Pursuant to Section 19(b)(1) of the Securities Exchange Act of 1934 (“Act”), notice is hereby given that on July 30, 2008, the New York Stock Exchange LLC (“NYSE”) filed with the Securities and Exchange Commission (“Commission”) the proposed rule change described in Items I, II, and III below, which items have been prepared primarily by NYSE. The Commission is publishing this notice to solicit comments on the proposed rule change from interested parties.
I. Self-Regulatory Organization's Statement of the Terms of Substance of the Proposed Rule Change
NYSE proposes to amend Section 501.00 of its Listed Company Manual to waive application of this section to any listed company that is a foreign private issuer and that submits a letter from an independent home country counsel certifying that a home country law or regulation prohibits compliance.
II. Self-Regulatory Organization's Statement of the Purpose of, and Statutory Basis for, the Proposed Rule Change
In its filing with the Commission, NYSE included statements concerning the purpose of and basis for the proposed rule change and discussed any comments it received on the proposed rule change. The text of these statements may be examined at the places specified in Item IV below. NYSE has prepared summaries, set forth in sections (A), (B), and (C) below, of the most significant aspects of these statements.
(A) Self-Regulatory Organization's Statement of the Purpose of, and Statutory Basis for, the Proposed Rule Change
Currently, Section 501.00 of NYSE's Listed Company Manual (“Manual”) requires that all listed equity securities must be eligible for participation in a direct registration system operated by a securities depository. As the laws of certain countries may prohibit compliance with this rule, NYSE believes it is appropriate to waive its application to foreign private issuers upon provision of a letter from independent counsel confirming that such a prohibition exists.

■ ■ ■ ■

* _WRITTEN REQUEST 1_: Write out the NYSE rule notice word for word, starting with "(A) Self-Regulatory Organization's" and going on through "a prohibition exists.".

■ ■ ■ ■

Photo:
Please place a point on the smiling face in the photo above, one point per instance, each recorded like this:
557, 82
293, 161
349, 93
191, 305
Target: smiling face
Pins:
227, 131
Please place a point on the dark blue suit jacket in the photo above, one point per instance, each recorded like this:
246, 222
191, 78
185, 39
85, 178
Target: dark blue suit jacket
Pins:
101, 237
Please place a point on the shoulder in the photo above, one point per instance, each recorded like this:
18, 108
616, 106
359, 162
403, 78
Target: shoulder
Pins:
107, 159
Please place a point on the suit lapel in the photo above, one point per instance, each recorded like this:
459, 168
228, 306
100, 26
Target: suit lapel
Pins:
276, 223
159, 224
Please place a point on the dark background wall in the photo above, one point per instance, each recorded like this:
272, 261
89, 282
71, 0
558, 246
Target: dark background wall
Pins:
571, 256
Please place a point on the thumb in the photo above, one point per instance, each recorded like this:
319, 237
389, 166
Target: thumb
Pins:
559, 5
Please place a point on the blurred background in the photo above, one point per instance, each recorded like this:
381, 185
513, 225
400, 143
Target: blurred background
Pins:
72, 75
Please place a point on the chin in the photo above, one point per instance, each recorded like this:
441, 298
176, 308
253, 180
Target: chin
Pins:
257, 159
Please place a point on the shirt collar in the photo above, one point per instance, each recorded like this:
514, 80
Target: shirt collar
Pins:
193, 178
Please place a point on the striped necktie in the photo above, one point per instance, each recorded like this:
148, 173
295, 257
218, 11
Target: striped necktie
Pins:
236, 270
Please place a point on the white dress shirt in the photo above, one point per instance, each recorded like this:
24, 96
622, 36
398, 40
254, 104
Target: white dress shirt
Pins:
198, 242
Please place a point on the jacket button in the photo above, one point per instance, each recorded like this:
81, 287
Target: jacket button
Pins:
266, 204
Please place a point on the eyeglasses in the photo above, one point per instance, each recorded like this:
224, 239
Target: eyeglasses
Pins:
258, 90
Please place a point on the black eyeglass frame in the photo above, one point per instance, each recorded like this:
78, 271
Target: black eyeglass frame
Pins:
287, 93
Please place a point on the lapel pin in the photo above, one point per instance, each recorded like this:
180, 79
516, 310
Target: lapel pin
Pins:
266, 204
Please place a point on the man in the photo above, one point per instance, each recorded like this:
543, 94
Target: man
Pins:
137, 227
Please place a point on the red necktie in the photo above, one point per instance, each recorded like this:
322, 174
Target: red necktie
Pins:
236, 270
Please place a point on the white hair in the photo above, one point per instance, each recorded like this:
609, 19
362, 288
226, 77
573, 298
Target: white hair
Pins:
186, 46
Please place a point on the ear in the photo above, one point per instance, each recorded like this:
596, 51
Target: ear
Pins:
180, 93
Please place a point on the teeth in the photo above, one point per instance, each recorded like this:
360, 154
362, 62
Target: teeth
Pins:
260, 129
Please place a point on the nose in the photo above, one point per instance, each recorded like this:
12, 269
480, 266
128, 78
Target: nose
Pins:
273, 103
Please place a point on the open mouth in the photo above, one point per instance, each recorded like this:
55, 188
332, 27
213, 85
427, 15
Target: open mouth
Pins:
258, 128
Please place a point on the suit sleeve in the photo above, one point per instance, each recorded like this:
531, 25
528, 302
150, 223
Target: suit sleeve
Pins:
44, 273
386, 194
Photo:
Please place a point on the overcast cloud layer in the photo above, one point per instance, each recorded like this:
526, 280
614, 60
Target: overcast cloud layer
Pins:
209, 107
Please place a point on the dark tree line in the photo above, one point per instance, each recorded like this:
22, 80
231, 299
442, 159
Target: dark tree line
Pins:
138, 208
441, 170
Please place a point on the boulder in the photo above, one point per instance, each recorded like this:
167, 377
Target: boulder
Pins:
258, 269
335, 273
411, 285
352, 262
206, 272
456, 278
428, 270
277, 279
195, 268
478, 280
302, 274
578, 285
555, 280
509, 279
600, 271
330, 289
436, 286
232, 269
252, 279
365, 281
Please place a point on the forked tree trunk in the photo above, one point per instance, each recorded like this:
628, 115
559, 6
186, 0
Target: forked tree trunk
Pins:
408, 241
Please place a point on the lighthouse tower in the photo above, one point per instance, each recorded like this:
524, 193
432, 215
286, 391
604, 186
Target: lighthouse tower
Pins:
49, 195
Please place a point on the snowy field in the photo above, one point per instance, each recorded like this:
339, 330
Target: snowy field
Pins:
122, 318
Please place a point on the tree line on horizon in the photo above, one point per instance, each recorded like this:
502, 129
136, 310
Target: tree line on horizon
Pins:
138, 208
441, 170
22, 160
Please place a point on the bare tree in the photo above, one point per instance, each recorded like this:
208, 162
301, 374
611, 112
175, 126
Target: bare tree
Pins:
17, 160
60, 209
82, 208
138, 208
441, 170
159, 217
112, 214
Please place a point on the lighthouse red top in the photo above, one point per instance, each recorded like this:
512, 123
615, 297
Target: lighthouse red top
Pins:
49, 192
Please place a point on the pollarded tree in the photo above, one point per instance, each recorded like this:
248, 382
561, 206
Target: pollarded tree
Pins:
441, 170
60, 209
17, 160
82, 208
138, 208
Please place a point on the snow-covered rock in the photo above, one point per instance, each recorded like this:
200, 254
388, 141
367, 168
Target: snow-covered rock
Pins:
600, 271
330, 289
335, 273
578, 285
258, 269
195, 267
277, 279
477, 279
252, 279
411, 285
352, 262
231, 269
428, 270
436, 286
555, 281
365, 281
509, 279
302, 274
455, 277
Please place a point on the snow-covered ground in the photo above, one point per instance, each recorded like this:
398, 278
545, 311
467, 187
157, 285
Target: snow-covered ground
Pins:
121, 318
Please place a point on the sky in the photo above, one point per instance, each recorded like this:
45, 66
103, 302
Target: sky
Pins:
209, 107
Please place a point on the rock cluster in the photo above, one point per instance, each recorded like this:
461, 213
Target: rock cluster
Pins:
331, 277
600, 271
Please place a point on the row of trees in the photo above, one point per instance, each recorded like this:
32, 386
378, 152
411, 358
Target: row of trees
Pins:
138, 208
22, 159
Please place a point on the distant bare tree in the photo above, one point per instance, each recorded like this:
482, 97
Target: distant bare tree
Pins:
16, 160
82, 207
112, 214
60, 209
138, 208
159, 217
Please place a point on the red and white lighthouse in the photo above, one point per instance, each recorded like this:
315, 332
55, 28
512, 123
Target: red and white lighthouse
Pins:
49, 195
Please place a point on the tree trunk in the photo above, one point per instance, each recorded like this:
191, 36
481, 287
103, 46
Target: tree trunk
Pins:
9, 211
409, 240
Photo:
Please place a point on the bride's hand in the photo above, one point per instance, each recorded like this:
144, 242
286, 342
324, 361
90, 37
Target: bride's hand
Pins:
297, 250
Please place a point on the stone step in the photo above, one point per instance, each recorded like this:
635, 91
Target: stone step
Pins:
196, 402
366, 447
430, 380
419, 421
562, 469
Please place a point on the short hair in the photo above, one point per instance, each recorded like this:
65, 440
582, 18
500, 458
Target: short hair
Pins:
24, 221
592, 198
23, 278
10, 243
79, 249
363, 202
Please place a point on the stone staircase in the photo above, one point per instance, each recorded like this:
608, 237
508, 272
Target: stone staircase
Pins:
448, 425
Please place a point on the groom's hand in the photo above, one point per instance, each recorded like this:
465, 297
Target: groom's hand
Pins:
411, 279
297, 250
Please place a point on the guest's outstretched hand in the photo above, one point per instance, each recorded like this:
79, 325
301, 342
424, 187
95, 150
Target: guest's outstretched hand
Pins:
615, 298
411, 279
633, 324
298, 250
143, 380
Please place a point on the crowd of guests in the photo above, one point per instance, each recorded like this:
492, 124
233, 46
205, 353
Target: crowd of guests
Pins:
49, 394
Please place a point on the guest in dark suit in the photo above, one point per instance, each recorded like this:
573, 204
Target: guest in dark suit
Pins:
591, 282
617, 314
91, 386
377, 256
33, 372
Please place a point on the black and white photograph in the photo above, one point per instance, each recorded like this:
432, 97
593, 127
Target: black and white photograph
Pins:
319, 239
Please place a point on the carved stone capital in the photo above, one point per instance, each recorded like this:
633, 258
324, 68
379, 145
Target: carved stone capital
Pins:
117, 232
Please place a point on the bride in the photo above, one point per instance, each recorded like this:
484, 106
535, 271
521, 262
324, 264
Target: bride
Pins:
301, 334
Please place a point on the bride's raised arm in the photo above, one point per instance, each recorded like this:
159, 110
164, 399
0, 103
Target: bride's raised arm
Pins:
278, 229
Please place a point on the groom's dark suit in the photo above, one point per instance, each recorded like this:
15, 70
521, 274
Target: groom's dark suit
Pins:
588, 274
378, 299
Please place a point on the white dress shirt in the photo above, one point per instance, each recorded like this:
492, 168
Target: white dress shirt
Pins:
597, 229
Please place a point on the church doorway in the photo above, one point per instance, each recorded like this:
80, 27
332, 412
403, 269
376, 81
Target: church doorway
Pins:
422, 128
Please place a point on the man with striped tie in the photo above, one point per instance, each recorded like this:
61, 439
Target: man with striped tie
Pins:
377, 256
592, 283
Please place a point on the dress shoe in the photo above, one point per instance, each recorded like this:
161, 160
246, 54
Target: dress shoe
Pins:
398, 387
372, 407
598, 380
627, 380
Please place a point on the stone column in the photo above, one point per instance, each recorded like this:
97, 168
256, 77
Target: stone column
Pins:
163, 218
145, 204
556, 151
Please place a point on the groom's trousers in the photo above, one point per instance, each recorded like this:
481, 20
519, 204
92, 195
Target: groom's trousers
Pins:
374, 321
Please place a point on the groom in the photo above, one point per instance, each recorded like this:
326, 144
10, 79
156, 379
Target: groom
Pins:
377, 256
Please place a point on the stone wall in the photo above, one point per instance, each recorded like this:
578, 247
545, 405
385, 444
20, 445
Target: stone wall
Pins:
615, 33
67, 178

■ ■ ■ ■

* _WRITTEN REQUEST 2_: Find every line in the records that contains the string "suit" and copy each one. Case counts.

* _COMPLETE RESPONSE 1_:
(A) Self-Regulatory Organization's Statement of the Purpose of, and Statutory Basis for, the Proposed Rule Change
Currently, Section 501.00 of NYSE's Listed Company Manual (“Manual”) requires that all listed equity securities must be eligible for participation in a direct registration system operated by a securities depository. As the laws of certain countries may prohibit compliance with this rule, NYSE believes it is appropriate to waive its application to foreign private issuers upon provision of a letter from independent counsel confirming that such a prohibition exists.

* _COMPLETE RESPONSE 2_:
Please place a point on the dark blue suit jacket in the photo above, one point per instance, each recorded like this:
Target: dark blue suit jacket
Please place a point on the suit lapel in the photo above, one point per instance, each recorded like this:
Target: suit lapel
Please place a point on the suit sleeve in the photo above, one point per instance, each recorded like this:
Target: suit sleeve
Please place a point on the guest in dark suit in the photo above, one point per instance, each recorded like this:
Target: guest in dark suit
Please place a point on the groom's dark suit in the photo above, one point per instance, each recorded like this:
Target: groom's dark suit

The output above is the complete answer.